**Text passage**
=-=-=
Friday, September 30, 2011

A Day for My Dad: Utah and the PAC 12

Tomorrow the University of Utah hosts the University of Washington in Salt Lake City for their first PAC 12 football game. As I checked the ESPN website, which I normally do about three times a day this time of year, there was an article by Ted Miller talking about the U's MUSS (Mighty Utah Student Section). Miller gave the words to "Utah Man," the school fight song, which is sung by the MUSS multiple times during a football game. I had not seen the words in years:
Who am I, sir? A Utah Man am I. A Utah Man, sir, and will be 'til I die; Ki-yi! We're up to snuff; we never bluff, we're game for any fuss, no other gang of college men dare meet us in the muss. So fill your lungs and sing it out and shout it to the sky, we'll fight for dear old Crimson, for a Utah Man am I.
I can't hear or read those words without thinking of my father. I went to many, many Utah football and basketball games growing up. Dad had season tickets to both. We both sang those words with relish at the games, even though I've never really known all the words. 
They also remind me of my father's funeral, because I sang part of the words, loudly, with a fist pump, when I gave a short talk during my allotted time on the funeral program. I pulled out the words to my talk today and have had Dad on my mind. So I decided to do a post. Dad died on June 19, 2002, a little more than nine years ago. My talk was as follows:

Dad and I shared a love of sports.
When I was growing up, New Year’s Day was sacred. Dad and I would watch four to six football games, from early morning into the night, while we ate a healthy dose of shrimp, crab legs, chips and dip, and other New Year’s staples.
Dad took me to a baseball game between the Oakland Athletics and the Salt Lake Bees and he and I went to many Utah Stars basketball games. He coached my little league baseball team and regularly attended my football and basketball games.
We loved the University of Utah basketball games and had season tickets each year. I started attending games with him at the Einar Nielsen Fieldhouse and, when the Special Events Center opened, we got season tickets on the second row, right in front of the cheerleaders. At the games, my buttoned-down Dad would transform into a maniac: yelling or booing at the refs and screaming the Utes on to victory. Together with Dad, I loved to sing the Utah fight song: “A Utah man sir, a Utah man am I, a Utah man sir, I will be till I die, aye, aye.”
Dad had season tickets to the University of Utah football games and I regularly attended with him, but my favorite game occurred on November 9, 1968. I was traveling with Dad back to Kentucky to pick up Mike from his mission.  We stopped in South Bend, Indiana and Dad took me to the Notre Dame/Pittsburgh football game. I was a huge Notre Dame fan: I watched every game on t.v. and knew all of the players’ names. In fact, I still have the ticket stubs, the program, and newspaper articles about the game. We saw Joe Thiesmann start his first collegiate game as a quarterback. The next day, at my request, we stopped for lunch at a Holiday Inn in Seymour, Indiana. Only my Dad understood the significance of this to me. You’ve go to understand that Jim Seymour was my favorite player on Notre Dame’s team.
=-=-=
(Segmentation mask data)
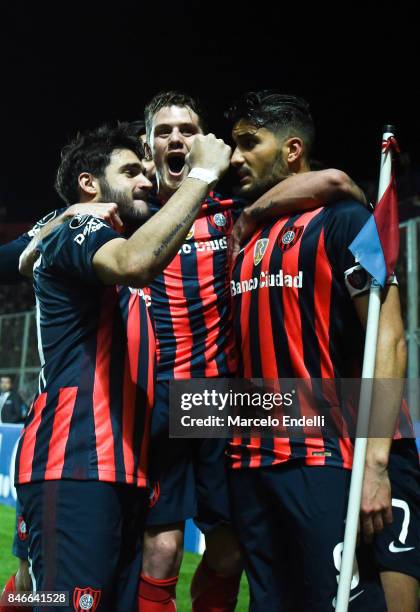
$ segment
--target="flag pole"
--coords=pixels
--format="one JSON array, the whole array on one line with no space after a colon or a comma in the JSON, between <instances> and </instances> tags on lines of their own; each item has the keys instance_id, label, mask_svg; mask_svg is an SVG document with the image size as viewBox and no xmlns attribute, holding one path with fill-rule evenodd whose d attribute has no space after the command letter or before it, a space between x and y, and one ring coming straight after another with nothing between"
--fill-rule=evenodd
<instances>
[{"instance_id":1,"label":"flag pole","mask_svg":"<svg viewBox=\"0 0 420 612\"><path fill-rule=\"evenodd\" d=\"M386 125L382 136L381 165L379 173L378 199L380 202L391 180L392 148L386 144L394 137L395 129ZM357 528L359 524L360 503L362 498L363 475L366 461L367 432L372 403L372 379L375 374L376 344L378 339L379 315L381 310L381 286L371 280L369 308L366 324L365 350L363 355L362 385L357 417L356 441L354 445L353 467L351 472L349 501L347 506L346 529L344 532L343 553L338 581L336 612L347 612L349 605L353 564L356 550Z\"/></svg>"}]
</instances>

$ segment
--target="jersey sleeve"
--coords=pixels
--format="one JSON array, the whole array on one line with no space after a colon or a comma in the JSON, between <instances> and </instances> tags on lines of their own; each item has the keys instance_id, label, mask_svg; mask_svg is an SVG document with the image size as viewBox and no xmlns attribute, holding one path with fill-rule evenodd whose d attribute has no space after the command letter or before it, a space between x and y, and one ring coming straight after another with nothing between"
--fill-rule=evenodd
<instances>
[{"instance_id":1,"label":"jersey sleeve","mask_svg":"<svg viewBox=\"0 0 420 612\"><path fill-rule=\"evenodd\" d=\"M53 210L42 219L39 219L28 232L0 246L0 284L7 285L23 280L24 277L19 273L19 258L22 252L26 249L32 238L37 235L41 227L55 219L63 210L64 208Z\"/></svg>"},{"instance_id":2,"label":"jersey sleeve","mask_svg":"<svg viewBox=\"0 0 420 612\"><path fill-rule=\"evenodd\" d=\"M28 234L0 246L0 284L7 285L23 280L19 274L19 257L30 242Z\"/></svg>"},{"instance_id":3,"label":"jersey sleeve","mask_svg":"<svg viewBox=\"0 0 420 612\"><path fill-rule=\"evenodd\" d=\"M331 266L352 298L367 293L370 289L370 276L348 247L371 212L360 203L351 201L339 202L326 210L325 246ZM398 284L395 274L388 278L386 284Z\"/></svg>"},{"instance_id":4,"label":"jersey sleeve","mask_svg":"<svg viewBox=\"0 0 420 612\"><path fill-rule=\"evenodd\" d=\"M121 238L103 219L76 215L53 230L40 244L43 266L86 284L102 284L93 256L107 242Z\"/></svg>"}]
</instances>

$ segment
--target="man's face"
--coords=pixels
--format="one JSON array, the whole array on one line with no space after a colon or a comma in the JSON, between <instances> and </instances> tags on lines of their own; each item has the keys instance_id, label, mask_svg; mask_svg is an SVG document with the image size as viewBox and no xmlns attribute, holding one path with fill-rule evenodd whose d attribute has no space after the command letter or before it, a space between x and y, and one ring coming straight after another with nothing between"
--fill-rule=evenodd
<instances>
[{"instance_id":1,"label":"man's face","mask_svg":"<svg viewBox=\"0 0 420 612\"><path fill-rule=\"evenodd\" d=\"M188 106L165 106L153 117L150 144L160 195L171 196L187 178L185 156L202 133L197 113Z\"/></svg>"},{"instance_id":2,"label":"man's face","mask_svg":"<svg viewBox=\"0 0 420 612\"><path fill-rule=\"evenodd\" d=\"M2 376L0 378L0 391L2 393L6 393L7 391L10 391L12 387L13 385L12 385L11 378L9 378L8 376Z\"/></svg>"},{"instance_id":3,"label":"man's face","mask_svg":"<svg viewBox=\"0 0 420 612\"><path fill-rule=\"evenodd\" d=\"M256 199L290 174L282 142L267 128L258 128L246 119L233 130L235 150L231 164L239 176L239 193Z\"/></svg>"},{"instance_id":4,"label":"man's face","mask_svg":"<svg viewBox=\"0 0 420 612\"><path fill-rule=\"evenodd\" d=\"M144 167L129 149L115 149L105 175L99 179L101 202L115 202L124 223L140 225L149 216L147 196L152 183Z\"/></svg>"}]
</instances>

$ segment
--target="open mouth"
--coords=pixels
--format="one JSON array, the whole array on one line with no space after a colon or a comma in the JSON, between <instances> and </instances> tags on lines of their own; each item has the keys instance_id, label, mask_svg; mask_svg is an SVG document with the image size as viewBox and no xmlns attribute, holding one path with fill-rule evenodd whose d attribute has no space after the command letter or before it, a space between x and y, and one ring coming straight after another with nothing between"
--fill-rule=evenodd
<instances>
[{"instance_id":1,"label":"open mouth","mask_svg":"<svg viewBox=\"0 0 420 612\"><path fill-rule=\"evenodd\" d=\"M185 166L185 155L184 153L177 153L168 156L168 168L169 172L173 175L179 176L184 170Z\"/></svg>"}]
</instances>

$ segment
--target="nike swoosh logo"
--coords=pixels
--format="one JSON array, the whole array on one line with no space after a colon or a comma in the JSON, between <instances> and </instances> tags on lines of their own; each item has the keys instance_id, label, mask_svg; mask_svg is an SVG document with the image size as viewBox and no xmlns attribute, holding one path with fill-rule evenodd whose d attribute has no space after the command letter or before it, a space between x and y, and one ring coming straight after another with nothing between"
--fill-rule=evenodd
<instances>
[{"instance_id":1,"label":"nike swoosh logo","mask_svg":"<svg viewBox=\"0 0 420 612\"><path fill-rule=\"evenodd\" d=\"M388 548L390 552L407 552L408 550L414 550L415 546L402 546L400 548L395 546L394 542L391 542Z\"/></svg>"},{"instance_id":2,"label":"nike swoosh logo","mask_svg":"<svg viewBox=\"0 0 420 612\"><path fill-rule=\"evenodd\" d=\"M362 593L365 592L365 589L363 589L363 591L359 591L358 593L356 593L355 595L353 595L352 597L349 597L349 603L351 601L353 601L353 599L356 599L356 597L359 597L359 595L361 595ZM335 608L337 605L337 597L334 597L333 599L333 608Z\"/></svg>"}]
</instances>

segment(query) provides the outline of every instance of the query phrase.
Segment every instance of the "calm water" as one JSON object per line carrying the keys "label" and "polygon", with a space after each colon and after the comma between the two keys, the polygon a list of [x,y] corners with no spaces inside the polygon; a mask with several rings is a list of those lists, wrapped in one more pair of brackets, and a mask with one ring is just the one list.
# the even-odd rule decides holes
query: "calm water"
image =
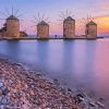
{"label": "calm water", "polygon": [[0,55],[69,87],[109,99],[109,39],[0,41]]}

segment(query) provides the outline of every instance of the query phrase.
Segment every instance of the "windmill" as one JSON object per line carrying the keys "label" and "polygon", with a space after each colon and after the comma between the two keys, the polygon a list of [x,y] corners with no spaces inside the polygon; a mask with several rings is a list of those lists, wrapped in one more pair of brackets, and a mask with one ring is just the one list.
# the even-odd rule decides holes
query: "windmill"
{"label": "windmill", "polygon": [[94,17],[87,15],[87,20],[84,19],[85,23],[85,36],[86,38],[97,37],[97,24],[94,22]]}
{"label": "windmill", "polygon": [[7,19],[0,19],[5,21],[5,29],[3,31],[3,36],[7,38],[16,38],[20,37],[20,20],[19,17],[22,14],[19,13],[20,10],[14,11],[13,8],[10,13],[5,9],[5,13],[0,12]]}
{"label": "windmill", "polygon": [[48,38],[49,37],[49,23],[48,17],[45,16],[45,14],[40,15],[39,13],[37,16],[34,15],[35,21],[33,23],[35,24],[37,28],[37,38]]}
{"label": "windmill", "polygon": [[72,19],[72,12],[68,11],[64,13],[61,11],[60,17],[63,22],[63,37],[65,38],[75,38],[75,20]]}

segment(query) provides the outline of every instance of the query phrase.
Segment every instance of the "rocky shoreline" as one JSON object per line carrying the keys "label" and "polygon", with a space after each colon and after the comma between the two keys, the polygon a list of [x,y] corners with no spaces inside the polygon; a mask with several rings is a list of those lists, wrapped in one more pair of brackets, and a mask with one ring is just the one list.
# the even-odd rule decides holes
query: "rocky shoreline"
{"label": "rocky shoreline", "polygon": [[0,109],[105,109],[86,94],[64,89],[58,80],[0,59]]}

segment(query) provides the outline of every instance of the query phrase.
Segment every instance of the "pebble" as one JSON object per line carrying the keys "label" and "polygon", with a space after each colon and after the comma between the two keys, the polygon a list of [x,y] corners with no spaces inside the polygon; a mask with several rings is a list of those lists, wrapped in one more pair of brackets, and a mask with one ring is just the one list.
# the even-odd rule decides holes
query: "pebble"
{"label": "pebble", "polygon": [[[57,78],[0,59],[0,109],[104,109],[86,95],[61,87]],[[84,108],[82,108],[84,107]]]}

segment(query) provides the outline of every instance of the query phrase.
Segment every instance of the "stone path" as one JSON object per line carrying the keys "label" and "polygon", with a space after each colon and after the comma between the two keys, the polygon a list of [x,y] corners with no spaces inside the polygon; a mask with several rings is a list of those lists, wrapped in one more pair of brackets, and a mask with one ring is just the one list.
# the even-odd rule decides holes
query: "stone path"
{"label": "stone path", "polygon": [[105,109],[102,104],[57,83],[0,59],[0,109]]}

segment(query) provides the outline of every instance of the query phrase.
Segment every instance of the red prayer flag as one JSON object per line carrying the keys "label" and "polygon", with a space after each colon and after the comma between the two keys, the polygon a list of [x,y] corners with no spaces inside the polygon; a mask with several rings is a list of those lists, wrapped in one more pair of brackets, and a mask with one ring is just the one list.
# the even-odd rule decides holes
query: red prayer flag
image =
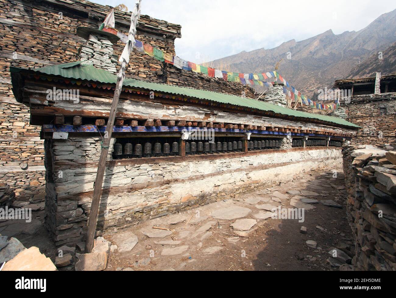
=-=-=
**What you will do**
1/ Retype the blog post from "They also remind" to "New Year’s staples.".
2/ According to the blog post, on what date did the writer's father die?
The lines play no part in what follows.

**Completed exercise**
1/
They also remind me of my father's funeral, because I sang part of the words, loudly, with a fist pump, when I gave a short talk during my allotted time on the funeral program. I pulled out the words to my talk today and have had Dad on my mind. So I decided to do a post. Dad died on June 19, 2002, a little more than nine years ago. My talk was as follows:

Dad and I shared a love of sports.
When I was growing up, New Year’s Day was sacred. Dad and I would watch four to six football games, from early morning into the night, while we ate a healthy dose of shrimp, crab legs, chips and dip, and other New Year’s staples.

2/ June 19, 2002